**SOURCE MATERIAL**
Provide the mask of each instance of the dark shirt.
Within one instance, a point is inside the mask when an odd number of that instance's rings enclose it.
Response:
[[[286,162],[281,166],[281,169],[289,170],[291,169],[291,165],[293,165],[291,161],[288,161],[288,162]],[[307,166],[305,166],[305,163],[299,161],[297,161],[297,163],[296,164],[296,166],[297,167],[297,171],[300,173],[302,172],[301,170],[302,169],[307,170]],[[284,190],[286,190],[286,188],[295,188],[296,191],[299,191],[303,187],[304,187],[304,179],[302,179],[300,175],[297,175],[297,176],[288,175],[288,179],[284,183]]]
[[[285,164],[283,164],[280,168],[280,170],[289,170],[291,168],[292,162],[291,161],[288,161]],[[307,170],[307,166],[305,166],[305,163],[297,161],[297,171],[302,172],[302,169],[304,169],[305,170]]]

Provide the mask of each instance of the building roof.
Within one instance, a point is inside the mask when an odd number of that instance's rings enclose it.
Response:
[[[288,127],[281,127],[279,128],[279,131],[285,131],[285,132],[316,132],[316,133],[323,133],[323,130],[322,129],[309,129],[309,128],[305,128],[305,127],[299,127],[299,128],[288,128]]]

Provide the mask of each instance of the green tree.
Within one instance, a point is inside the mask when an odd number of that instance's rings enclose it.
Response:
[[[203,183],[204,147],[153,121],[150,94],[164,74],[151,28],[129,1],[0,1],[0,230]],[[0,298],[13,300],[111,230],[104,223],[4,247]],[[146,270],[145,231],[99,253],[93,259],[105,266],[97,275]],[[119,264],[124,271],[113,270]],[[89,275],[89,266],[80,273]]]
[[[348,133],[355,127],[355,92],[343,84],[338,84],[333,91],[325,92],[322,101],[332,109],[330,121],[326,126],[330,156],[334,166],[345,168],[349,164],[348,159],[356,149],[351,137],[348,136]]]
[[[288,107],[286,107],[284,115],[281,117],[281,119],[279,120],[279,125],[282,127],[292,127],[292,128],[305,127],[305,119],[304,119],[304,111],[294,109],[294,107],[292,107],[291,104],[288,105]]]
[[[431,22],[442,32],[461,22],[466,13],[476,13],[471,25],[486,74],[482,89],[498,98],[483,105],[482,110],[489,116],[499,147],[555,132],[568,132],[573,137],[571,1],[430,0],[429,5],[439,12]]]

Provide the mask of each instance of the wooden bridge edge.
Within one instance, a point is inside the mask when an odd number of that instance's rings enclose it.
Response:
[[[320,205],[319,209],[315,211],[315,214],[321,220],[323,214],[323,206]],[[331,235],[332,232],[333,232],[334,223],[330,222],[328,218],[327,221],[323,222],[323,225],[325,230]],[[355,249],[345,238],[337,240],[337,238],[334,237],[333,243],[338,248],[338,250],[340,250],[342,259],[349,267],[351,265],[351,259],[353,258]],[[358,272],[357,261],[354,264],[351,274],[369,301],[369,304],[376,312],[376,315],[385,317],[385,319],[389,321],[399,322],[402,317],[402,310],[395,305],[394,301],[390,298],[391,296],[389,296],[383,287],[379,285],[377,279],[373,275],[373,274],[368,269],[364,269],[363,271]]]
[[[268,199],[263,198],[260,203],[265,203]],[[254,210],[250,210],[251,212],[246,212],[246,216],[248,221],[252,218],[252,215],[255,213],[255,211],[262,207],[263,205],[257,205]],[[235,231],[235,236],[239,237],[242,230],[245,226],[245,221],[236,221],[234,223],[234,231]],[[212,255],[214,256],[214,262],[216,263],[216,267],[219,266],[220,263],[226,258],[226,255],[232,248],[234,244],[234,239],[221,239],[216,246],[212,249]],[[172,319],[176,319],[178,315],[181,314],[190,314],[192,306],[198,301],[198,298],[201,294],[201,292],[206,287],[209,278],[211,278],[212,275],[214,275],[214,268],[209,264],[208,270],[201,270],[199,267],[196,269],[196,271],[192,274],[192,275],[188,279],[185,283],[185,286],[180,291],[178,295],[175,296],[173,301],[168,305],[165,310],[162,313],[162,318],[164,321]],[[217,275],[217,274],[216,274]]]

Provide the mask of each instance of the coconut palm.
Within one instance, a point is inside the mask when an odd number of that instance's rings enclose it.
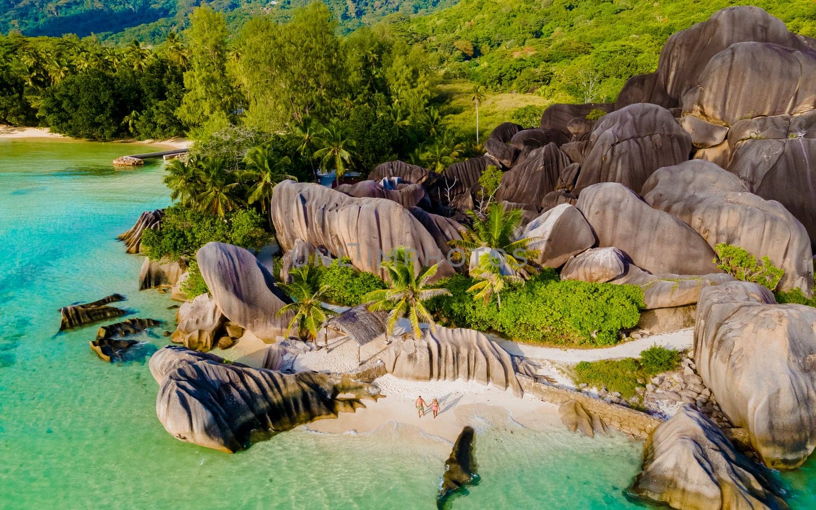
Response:
[[[485,100],[485,94],[481,85],[473,87],[470,100],[476,105],[476,144],[479,144],[479,105]]]
[[[468,215],[472,220],[472,226],[462,233],[462,239],[450,242],[450,246],[461,250],[452,253],[455,258],[461,259],[463,255],[470,257],[474,250],[487,247],[498,251],[502,257],[502,261],[495,265],[507,264],[522,276],[538,273],[539,269],[532,264],[532,261],[538,258],[539,251],[528,247],[537,239],[523,237],[512,240],[515,231],[521,224],[520,210],[507,210],[503,205],[492,202],[484,216],[472,211],[468,211]]]
[[[288,157],[277,157],[268,145],[253,147],[244,157],[246,171],[242,179],[251,183],[249,186],[246,202],[253,204],[260,202],[261,211],[264,213],[267,205],[272,201],[272,190],[275,185],[286,179],[297,180],[296,177],[286,173],[292,164]]]
[[[294,303],[278,310],[277,317],[293,313],[286,335],[297,326],[300,339],[314,341],[317,337],[317,330],[326,322],[326,313],[329,312],[324,308],[322,302],[329,286],[324,285],[315,290],[316,275],[309,266],[295,268],[289,274],[292,275],[292,282],[279,282],[277,286],[292,298]]]
[[[315,137],[315,145],[320,149],[315,151],[314,157],[320,160],[324,170],[334,170],[336,172],[335,180],[339,182],[340,177],[346,172],[346,166],[351,163],[350,149],[356,145],[354,140],[348,138],[335,120]]]
[[[498,262],[498,264],[497,264]],[[524,279],[515,274],[502,274],[501,261],[491,258],[490,253],[485,253],[479,257],[479,264],[470,272],[470,276],[478,280],[468,289],[472,292],[473,299],[481,299],[486,305],[490,298],[496,296],[499,308],[502,308],[501,292],[508,282],[521,283]]]
[[[419,273],[415,273],[414,264],[405,248],[397,248],[390,258],[384,261],[382,268],[388,274],[388,288],[373,290],[363,296],[363,302],[369,304],[370,310],[388,310],[386,331],[391,335],[397,319],[407,317],[416,338],[419,338],[419,322],[428,322],[432,330],[433,317],[423,304],[437,295],[450,295],[447,289],[434,289],[428,286],[428,282],[437,274],[439,264],[424,267]]]

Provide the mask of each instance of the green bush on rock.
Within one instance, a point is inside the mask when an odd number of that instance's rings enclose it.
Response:
[[[467,290],[474,280],[463,275],[442,280],[450,290],[428,303],[441,323],[495,331],[526,342],[565,345],[611,345],[621,329],[634,327],[644,307],[639,287],[558,279],[552,268],[525,285],[505,290],[495,300],[474,301]]]

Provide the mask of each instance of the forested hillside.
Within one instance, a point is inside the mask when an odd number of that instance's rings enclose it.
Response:
[[[339,31],[350,32],[382,16],[401,12],[417,14],[455,0],[326,0]],[[239,26],[255,15],[286,20],[291,10],[308,0],[0,0],[0,33],[80,37],[95,33],[102,38],[129,42],[158,42],[167,33],[185,29],[197,7],[208,6],[228,13]]]

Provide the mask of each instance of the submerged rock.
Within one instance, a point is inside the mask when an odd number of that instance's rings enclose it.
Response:
[[[437,508],[446,508],[450,498],[461,493],[467,494],[465,486],[479,482],[479,475],[476,473],[478,467],[473,455],[475,436],[476,431],[472,427],[468,426],[462,429],[456,438],[450,456],[445,461],[445,473],[442,475],[439,495],[437,496]]]
[[[385,370],[400,379],[415,381],[462,379],[491,383],[523,394],[512,359],[483,334],[463,328],[437,326],[419,339],[396,339],[383,355]]]
[[[112,294],[92,303],[64,306],[60,308],[60,314],[62,316],[60,330],[125,315],[127,311],[107,306],[109,303],[124,300],[125,296],[121,294]]]
[[[630,491],[674,508],[787,508],[770,472],[743,455],[686,404],[654,429]]]
[[[228,361],[179,346],[150,358],[159,384],[156,414],[180,441],[228,453],[299,424],[365,407],[375,387],[347,375],[283,374]],[[340,397],[351,393],[353,397]]]

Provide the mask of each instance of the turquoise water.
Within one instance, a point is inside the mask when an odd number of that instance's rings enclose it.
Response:
[[[168,203],[161,164],[110,166],[143,150],[0,140],[0,508],[436,508],[448,443],[392,425],[299,428],[234,455],[183,443],[156,419],[145,362],[100,361],[95,326],[55,335],[60,306],[113,292],[173,328],[171,302],[137,290],[141,258],[115,240]],[[454,508],[636,506],[623,490],[638,443],[507,425],[480,431],[476,446],[482,481]],[[799,508],[814,503],[812,470],[787,476]]]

**YOUR INSTRUCTIONS**
Every line from the one containing "Provide the mask of each instance of the submerged" through the last line of the entries must be written out verbatim, and no other line.

**SOLUTION FOR THIS TASK**
Provide the mask of each instance of the submerged rock.
Within one instance, a point is inside the mask when an odd number of that instance's rings enclose it.
Response:
[[[437,508],[446,508],[450,498],[461,493],[467,494],[465,486],[479,482],[479,475],[476,473],[478,467],[473,455],[475,436],[476,431],[472,427],[468,426],[462,429],[456,438],[450,456],[445,461],[445,473],[442,475],[439,495],[437,496]]]
[[[385,370],[400,379],[415,381],[462,379],[491,383],[523,394],[512,359],[483,334],[463,328],[437,326],[419,339],[396,339],[383,355]]]
[[[112,294],[92,303],[64,306],[60,308],[60,314],[62,316],[60,330],[125,315],[127,311],[107,306],[109,303],[124,300],[125,296],[121,294]]]
[[[630,491],[674,508],[787,508],[770,472],[743,455],[686,404],[654,429]]]
[[[228,361],[179,346],[150,358],[159,384],[156,414],[180,441],[228,453],[299,424],[365,407],[375,387],[347,375],[283,374]],[[340,397],[351,393],[353,397]]]

Provide the mask of each instance of the turquoise water.
Within one instance, a point is inside the mask when an odd number of that instance's rings enclose it.
Response:
[[[168,203],[161,164],[110,166],[143,150],[0,140],[0,508],[436,508],[448,443],[392,425],[299,428],[234,455],[183,443],[156,419],[145,362],[100,361],[95,326],[55,335],[60,306],[113,292],[173,328],[171,302],[137,290],[141,258],[115,240]],[[454,508],[636,506],[623,490],[638,443],[507,425],[480,431],[476,446],[482,481]],[[799,508],[814,503],[812,470],[787,476]]]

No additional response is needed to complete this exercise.